**Problem to solve:** Pull out each line of the items below that contains the string "negative".

**Extracted data:**

________________

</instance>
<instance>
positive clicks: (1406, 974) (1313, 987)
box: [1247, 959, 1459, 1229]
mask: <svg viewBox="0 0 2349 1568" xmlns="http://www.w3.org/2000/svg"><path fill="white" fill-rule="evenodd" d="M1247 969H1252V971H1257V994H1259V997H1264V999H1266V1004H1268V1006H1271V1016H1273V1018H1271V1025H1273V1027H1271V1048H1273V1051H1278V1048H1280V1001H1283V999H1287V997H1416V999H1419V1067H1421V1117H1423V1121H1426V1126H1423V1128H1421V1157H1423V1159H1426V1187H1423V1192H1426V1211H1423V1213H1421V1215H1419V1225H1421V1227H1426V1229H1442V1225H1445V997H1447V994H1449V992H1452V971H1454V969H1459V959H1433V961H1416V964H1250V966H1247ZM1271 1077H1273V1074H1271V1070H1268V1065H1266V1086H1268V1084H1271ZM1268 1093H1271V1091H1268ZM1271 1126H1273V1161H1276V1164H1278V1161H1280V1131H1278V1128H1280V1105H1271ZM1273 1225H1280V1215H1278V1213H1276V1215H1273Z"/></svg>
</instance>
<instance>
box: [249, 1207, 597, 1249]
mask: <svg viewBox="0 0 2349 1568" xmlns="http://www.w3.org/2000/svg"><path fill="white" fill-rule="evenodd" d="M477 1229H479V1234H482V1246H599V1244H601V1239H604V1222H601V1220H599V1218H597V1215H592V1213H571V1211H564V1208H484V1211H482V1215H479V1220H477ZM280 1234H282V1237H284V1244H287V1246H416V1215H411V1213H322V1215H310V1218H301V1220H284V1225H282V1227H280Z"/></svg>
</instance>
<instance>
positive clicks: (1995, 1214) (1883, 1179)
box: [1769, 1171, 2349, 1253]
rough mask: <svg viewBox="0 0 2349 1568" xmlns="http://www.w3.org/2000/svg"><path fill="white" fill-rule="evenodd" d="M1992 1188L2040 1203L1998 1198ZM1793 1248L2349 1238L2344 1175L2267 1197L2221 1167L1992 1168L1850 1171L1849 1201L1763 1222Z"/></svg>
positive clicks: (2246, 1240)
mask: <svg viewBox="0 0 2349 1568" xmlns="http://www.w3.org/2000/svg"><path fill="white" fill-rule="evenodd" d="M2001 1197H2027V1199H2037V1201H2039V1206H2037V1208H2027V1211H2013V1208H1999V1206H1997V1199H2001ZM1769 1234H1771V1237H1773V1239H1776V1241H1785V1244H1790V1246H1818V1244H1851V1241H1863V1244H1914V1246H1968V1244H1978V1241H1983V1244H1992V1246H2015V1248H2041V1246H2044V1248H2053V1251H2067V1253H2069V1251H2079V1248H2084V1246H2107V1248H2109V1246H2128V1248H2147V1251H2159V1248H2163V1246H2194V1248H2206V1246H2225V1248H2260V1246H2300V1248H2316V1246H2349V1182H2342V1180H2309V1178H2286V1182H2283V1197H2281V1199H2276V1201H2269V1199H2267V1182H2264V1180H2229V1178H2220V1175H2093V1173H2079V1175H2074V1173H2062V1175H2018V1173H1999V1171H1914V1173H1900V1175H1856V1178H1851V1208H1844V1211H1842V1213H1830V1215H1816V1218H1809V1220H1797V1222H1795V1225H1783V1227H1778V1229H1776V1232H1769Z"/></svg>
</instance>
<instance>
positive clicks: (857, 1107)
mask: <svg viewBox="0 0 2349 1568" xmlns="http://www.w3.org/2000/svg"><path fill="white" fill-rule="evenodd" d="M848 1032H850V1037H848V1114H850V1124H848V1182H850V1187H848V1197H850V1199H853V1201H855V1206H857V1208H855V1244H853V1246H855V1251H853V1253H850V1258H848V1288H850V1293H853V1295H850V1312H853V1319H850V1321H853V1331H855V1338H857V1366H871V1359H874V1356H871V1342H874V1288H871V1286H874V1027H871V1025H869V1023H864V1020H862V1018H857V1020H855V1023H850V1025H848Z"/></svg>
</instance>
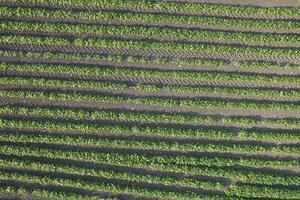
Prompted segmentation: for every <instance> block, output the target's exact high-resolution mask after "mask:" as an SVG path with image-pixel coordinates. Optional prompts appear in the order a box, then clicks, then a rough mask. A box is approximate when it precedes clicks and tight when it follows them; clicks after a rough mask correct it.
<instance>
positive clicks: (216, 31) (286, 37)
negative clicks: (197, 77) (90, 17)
mask: <svg viewBox="0 0 300 200" xmlns="http://www.w3.org/2000/svg"><path fill="white" fill-rule="evenodd" d="M0 27H1V28H2V29H3V30H16V31H36V32H50V33H51V32H54V33H69V34H91V35H99V36H101V35H102V34H107V35H116V36H118V35H122V36H136V37H141V36H142V37H146V38H149V37H150V38H156V37H162V38H169V37H170V38H174V39H184V38H189V39H194V40H200V39H204V40H207V38H209V40H211V41H218V40H220V39H221V40H222V41H223V40H225V41H232V42H258V43H299V42H300V38H299V37H298V36H297V35H287V36H286V35H279V34H277V35H276V34H272V35H270V34H258V33H243V32H242V33H228V32H224V31H223V32H222V31H208V30H201V31H199V30H188V29H181V30H180V31H178V28H177V29H175V28H159V27H139V26H105V25H85V24H76V25H73V24H63V23H60V24H57V23H53V24H52V23H28V22H10V21H7V22H6V21H4V22H1V23H0Z"/></svg>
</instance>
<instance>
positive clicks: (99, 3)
mask: <svg viewBox="0 0 300 200" xmlns="http://www.w3.org/2000/svg"><path fill="white" fill-rule="evenodd" d="M14 1H15V0H14ZM31 1H32V0H30V1H29V2H31ZM34 2H40V3H48V2H51V3H55V4H62V5H74V4H75V5H79V6H87V5H88V6H95V7H99V8H128V7H129V8H136V9H158V10H161V11H165V10H167V11H178V10H181V11H184V12H191V13H203V12H204V13H209V14H212V15H213V14H216V13H217V14H221V15H226V14H241V15H243V16H244V15H250V14H257V15H271V16H272V15H274V16H287V17H288V16H290V17H294V16H299V12H298V9H297V8H292V7H291V8H286V7H274V8H263V7H252V6H238V5H225V4H211V3H189V4H182V3H176V2H159V1H154V2H152V1H147V0H143V1H137V0H103V1H101V2H99V1H97V0H92V1H89V2H85V1H83V0H72V1H66V0H63V1H58V0H54V1H49V0H38V1H34Z"/></svg>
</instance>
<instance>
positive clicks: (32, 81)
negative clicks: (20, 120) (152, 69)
mask: <svg viewBox="0 0 300 200" xmlns="http://www.w3.org/2000/svg"><path fill="white" fill-rule="evenodd" d="M9 71H11V70H7V71H6V72H9ZM1 72H4V71H0V73H1ZM14 72H16V71H14ZM20 72H21V71H20ZM23 72H25V71H23ZM59 75H62V76H59ZM31 77H32V78H31ZM31 77H28V73H27V74H26V75H22V74H17V73H15V75H6V76H5V75H2V76H1V77H0V83H1V84H20V85H32V86H50V87H68V88H87V89H135V90H139V91H157V92H159V91H161V92H162V91H164V92H175V93H180V92H181V93H186V94H220V95H236V96H237V95H239V96H253V97H254V98H255V97H266V96H268V97H280V98H283V97H286V98H291V97H294V98H298V97H300V92H299V91H298V90H293V89H276V90H275V89H264V88H257V89H256V88H232V87H228V88H226V87H220V86H219V87H216V86H215V87H211V86H176V85H174V86H172V85H165V86H164V85H160V84H155V83H152V84H141V83H138V82H137V81H136V82H134V81H133V82H132V83H128V82H127V83H126V82H125V81H124V82H125V83H122V81H117V80H109V79H108V80H106V81H104V80H101V79H100V80H98V81H96V80H94V81H93V80H86V79H85V78H83V77H82V79H80V77H78V79H77V80H76V79H75V75H69V76H68V75H67V74H64V73H62V74H61V73H56V77H55V76H54V75H53V74H52V75H51V79H49V77H50V76H47V74H42V73H40V74H38V77H39V78H33V77H37V74H35V73H34V72H33V74H32V76H31ZM40 77H43V78H40ZM54 77H55V78H54ZM69 77H72V78H73V80H70V79H69ZM100 77H101V76H100Z"/></svg>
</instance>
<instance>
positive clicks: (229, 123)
mask: <svg viewBox="0 0 300 200" xmlns="http://www.w3.org/2000/svg"><path fill="white" fill-rule="evenodd" d="M0 113H2V114H11V115H34V116H39V117H43V116H48V117H65V118H73V119H77V120H80V119H82V120H85V119H87V120H86V121H89V120H100V121H101V120H115V121H120V122H122V121H123V122H124V123H123V125H125V124H127V125H128V124H130V123H131V122H140V123H143V122H145V123H146V124H151V123H153V124H154V125H155V126H156V127H157V126H158V125H159V124H161V126H164V125H166V126H167V125H168V124H169V126H167V127H169V128H170V126H175V124H176V123H180V124H184V123H186V124H191V123H193V124H194V125H195V126H196V125H197V123H199V124H202V123H205V124H211V125H214V124H216V123H218V122H220V121H221V122H222V123H224V124H226V123H228V124H230V125H231V124H236V125H238V126H240V125H258V124H259V123H261V124H262V125H268V124H273V125H275V124H276V125H281V124H286V125H289V126H291V125H298V124H299V121H298V120H295V119H277V120H276V119H255V118H251V117H248V118H247V117H234V116H230V117H222V118H220V117H216V116H215V117H213V116H193V115H187V114H168V113H155V112H152V113H151V112H135V111H121V110H119V111H113V110H105V109H104V110H97V111H90V110H84V109H72V108H66V107H64V108H47V107H30V106H29V107H27V106H21V105H20V106H19V107H15V106H1V107H0ZM162 121H163V123H161V122H162ZM126 122H127V123H126ZM195 126H190V128H192V127H195ZM233 127H234V126H233ZM198 128H200V126H199V127H198ZM212 128H213V127H212ZM266 130H267V129H266ZM266 130H265V131H266ZM279 130H280V129H279ZM288 130H290V129H288ZM288 130H285V131H286V132H288ZM291 130H297V129H291ZM233 131H234V130H233ZM269 131H271V130H269ZM282 132H284V129H283V130H282ZM274 134H275V133H274Z"/></svg>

________________

**Solved problem:**
negative clicks: (197, 77) (90, 17)
negative clicks: (20, 120) (152, 69)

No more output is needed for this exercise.